→ **WRITTEN TASK**
Copy out exactly the lines from the one containing "Target: yellow polenta" to the end of the records below, both included, and nothing else.

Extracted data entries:
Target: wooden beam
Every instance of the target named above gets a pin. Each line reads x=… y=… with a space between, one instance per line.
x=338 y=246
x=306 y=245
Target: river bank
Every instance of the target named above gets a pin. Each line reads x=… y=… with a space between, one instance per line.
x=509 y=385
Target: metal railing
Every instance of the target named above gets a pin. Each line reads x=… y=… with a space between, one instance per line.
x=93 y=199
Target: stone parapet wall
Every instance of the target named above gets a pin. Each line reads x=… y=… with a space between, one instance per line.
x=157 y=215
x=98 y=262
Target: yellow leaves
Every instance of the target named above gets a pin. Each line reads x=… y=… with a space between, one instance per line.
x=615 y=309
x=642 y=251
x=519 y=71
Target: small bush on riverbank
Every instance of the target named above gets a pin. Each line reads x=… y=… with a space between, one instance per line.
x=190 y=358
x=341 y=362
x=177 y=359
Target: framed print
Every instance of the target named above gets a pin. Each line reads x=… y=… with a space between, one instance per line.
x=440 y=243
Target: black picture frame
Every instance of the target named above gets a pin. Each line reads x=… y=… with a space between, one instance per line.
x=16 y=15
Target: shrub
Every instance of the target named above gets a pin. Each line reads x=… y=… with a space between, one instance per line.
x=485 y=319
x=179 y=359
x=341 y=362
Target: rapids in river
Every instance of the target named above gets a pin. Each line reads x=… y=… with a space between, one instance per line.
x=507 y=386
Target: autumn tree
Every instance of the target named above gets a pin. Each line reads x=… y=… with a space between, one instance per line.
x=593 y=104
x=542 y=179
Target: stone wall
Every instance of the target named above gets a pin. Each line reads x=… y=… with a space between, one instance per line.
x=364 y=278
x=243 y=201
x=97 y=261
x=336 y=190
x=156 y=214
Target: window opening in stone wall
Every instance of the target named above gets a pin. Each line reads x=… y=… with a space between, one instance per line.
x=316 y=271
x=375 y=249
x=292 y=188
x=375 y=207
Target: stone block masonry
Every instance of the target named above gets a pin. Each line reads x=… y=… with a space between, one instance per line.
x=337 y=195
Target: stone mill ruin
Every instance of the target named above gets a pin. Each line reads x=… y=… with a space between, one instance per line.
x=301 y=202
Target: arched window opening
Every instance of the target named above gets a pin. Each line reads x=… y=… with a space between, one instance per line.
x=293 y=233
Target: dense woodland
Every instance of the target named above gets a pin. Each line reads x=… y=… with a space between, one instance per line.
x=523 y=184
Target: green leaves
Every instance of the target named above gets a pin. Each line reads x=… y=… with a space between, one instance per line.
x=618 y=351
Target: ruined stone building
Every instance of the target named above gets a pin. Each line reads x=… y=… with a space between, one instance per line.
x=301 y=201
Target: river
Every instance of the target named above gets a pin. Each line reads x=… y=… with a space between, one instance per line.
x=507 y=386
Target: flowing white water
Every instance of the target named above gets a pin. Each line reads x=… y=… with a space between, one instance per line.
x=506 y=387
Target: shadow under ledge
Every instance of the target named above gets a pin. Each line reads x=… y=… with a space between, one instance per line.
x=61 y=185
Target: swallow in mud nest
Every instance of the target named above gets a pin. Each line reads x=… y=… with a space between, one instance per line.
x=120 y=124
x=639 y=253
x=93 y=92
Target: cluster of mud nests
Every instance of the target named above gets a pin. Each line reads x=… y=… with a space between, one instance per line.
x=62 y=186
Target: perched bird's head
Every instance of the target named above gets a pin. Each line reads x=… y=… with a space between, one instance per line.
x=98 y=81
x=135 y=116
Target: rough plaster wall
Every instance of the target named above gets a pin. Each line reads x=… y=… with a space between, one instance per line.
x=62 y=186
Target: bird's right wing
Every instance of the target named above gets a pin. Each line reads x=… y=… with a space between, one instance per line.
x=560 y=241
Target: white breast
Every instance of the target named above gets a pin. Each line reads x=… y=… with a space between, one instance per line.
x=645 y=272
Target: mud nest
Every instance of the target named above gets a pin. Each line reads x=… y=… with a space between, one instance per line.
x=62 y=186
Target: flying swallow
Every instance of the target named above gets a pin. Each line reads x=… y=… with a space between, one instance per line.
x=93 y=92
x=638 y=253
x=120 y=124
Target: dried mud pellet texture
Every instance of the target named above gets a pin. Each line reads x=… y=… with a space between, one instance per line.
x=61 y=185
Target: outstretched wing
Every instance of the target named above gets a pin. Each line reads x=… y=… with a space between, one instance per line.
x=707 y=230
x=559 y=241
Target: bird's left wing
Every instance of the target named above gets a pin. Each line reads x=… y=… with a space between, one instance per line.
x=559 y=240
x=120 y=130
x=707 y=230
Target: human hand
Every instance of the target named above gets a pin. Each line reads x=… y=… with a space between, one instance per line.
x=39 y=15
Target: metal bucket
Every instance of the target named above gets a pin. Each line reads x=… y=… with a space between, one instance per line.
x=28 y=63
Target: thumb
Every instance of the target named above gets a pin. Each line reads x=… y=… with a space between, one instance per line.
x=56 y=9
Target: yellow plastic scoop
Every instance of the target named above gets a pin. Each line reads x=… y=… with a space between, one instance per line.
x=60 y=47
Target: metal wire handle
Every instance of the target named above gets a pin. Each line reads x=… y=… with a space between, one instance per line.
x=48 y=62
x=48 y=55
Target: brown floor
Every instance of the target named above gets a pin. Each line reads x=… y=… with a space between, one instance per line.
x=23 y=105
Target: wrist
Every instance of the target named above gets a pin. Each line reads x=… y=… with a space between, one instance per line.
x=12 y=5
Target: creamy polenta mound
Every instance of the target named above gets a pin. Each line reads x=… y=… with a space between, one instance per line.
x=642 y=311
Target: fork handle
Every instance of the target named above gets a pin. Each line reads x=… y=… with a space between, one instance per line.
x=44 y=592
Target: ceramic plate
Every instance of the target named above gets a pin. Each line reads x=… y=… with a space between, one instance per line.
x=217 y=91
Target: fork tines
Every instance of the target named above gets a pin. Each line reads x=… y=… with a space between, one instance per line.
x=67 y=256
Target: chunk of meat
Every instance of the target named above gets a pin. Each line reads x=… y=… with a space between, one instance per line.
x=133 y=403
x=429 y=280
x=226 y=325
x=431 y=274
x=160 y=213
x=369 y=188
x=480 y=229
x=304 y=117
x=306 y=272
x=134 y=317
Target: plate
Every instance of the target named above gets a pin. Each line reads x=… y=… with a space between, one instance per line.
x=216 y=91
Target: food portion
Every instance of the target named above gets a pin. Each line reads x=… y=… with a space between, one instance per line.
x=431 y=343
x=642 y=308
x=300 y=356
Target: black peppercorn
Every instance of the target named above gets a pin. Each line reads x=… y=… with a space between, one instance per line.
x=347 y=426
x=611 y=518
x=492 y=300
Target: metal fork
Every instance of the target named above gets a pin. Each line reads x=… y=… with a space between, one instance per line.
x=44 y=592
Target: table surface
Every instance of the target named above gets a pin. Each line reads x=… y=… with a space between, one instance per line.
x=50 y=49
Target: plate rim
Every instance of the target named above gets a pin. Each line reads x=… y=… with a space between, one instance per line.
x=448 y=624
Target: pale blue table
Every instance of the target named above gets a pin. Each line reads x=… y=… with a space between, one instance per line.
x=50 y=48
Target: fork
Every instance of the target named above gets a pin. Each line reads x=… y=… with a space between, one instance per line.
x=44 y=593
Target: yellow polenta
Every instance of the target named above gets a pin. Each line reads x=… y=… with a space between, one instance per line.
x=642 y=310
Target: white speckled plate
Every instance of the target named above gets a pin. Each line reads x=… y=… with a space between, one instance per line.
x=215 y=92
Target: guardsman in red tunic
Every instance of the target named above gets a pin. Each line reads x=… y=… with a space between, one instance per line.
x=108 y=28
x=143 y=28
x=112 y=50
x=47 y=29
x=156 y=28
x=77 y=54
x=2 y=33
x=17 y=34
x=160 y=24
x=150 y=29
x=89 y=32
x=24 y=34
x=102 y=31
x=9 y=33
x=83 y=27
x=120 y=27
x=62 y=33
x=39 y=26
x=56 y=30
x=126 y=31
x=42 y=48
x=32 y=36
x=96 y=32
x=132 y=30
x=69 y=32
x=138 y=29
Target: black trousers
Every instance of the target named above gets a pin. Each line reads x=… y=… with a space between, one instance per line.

→ **SOLVED EXERCISE**
Target: yellow polenta
Every instance of the target named above gets a pin. Each line reads x=… y=… with a space between, one instance per line.
x=642 y=310
Target: white speckled plate
Every instance of the target named above gets a pin. Each line reads x=… y=… with a space between, one instance per line.
x=215 y=92
Target: guardsman in red tunic
Every instance of the target named above gets a pin. Each line reads x=… y=… with a space between, one instance per line.
x=108 y=28
x=143 y=28
x=112 y=50
x=47 y=29
x=156 y=28
x=77 y=54
x=2 y=33
x=17 y=34
x=160 y=24
x=150 y=29
x=89 y=32
x=24 y=34
x=102 y=31
x=9 y=33
x=83 y=27
x=120 y=27
x=62 y=33
x=39 y=26
x=56 y=30
x=126 y=31
x=42 y=48
x=32 y=36
x=96 y=32
x=132 y=30
x=69 y=32
x=138 y=29
Target: black trousers
Every instance of the target named above gets a pin. Each line reads x=… y=… with a space between, one instance per line.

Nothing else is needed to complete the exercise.